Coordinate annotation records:
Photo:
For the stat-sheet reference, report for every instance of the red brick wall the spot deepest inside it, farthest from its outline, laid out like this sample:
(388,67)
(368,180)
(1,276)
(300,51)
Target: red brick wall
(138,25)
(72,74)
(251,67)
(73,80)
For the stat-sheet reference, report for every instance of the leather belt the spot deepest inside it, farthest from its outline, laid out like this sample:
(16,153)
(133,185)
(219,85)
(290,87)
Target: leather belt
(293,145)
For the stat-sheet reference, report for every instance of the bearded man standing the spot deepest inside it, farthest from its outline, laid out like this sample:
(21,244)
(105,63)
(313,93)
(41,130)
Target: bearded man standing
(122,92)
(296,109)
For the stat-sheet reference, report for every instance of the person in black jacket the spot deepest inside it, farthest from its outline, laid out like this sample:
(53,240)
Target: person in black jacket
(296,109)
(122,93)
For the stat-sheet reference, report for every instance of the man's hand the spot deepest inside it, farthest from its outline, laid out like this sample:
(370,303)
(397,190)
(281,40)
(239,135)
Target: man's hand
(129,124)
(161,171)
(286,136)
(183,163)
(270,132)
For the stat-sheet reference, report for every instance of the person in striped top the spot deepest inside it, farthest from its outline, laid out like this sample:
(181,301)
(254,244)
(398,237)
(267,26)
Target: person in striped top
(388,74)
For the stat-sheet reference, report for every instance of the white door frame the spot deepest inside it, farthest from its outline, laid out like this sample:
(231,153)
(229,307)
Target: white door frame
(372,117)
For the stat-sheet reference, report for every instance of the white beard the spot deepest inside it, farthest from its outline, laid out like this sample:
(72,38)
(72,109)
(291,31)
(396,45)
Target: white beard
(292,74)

● **Objective**
Write out the full listing, keeping every line exactly as it is.

● **Response to this exercise**
Photo:
For the stat-sheet reference, report for every instance of the red brick wall the spot deepest inside it, farthest from its outline, laid out like this sample:
(388,67)
(368,180)
(1,276)
(300,51)
Target: red brick wall
(138,25)
(72,74)
(251,67)
(73,80)
For the stat-sheet reference, report for every instance of the leather belt the spot deepest inside it, farthest from its outline, laid out like this sample:
(16,153)
(133,185)
(219,85)
(290,87)
Target: leather belt
(293,145)
For the stat-sheet reference, report for every instance of the bearded man standing the spot deepest inside it, farthest from its outline, laid out like this sample:
(21,244)
(105,63)
(313,93)
(41,130)
Target: bearded man standing
(122,92)
(296,109)
For the stat-sheet reference, report for every instance of the person in black jacket the spot deepest inside it, farthest from its outline, laid out like this sample:
(53,240)
Target: person in black jacket
(296,109)
(122,93)
For the stat-sheet reference, report for every instance of the man's hand the spot deepest inside it, farthest from its outline, laid out like this sample:
(370,303)
(397,190)
(281,40)
(239,135)
Target: man's hand
(129,124)
(161,171)
(286,136)
(183,163)
(270,132)
For the stat-sheet reference, report for every instance of the person in striped top the spot deepest inside it, farthest from its outline, laid out like this sample:
(181,301)
(254,244)
(398,237)
(267,26)
Target: person in striped top
(388,74)
For the stat-sheet reference, report for every instance of the white door frame the spot deepest inside it, farthest from its outline, laid out like this sample:
(231,153)
(229,307)
Target: white door frame
(372,117)
For the stat-sheet reference, report for every instance of the white beard the spot deepest inside it, farthest from its outline, laid out like this sample:
(72,38)
(72,109)
(291,31)
(396,45)
Target: white beard
(292,74)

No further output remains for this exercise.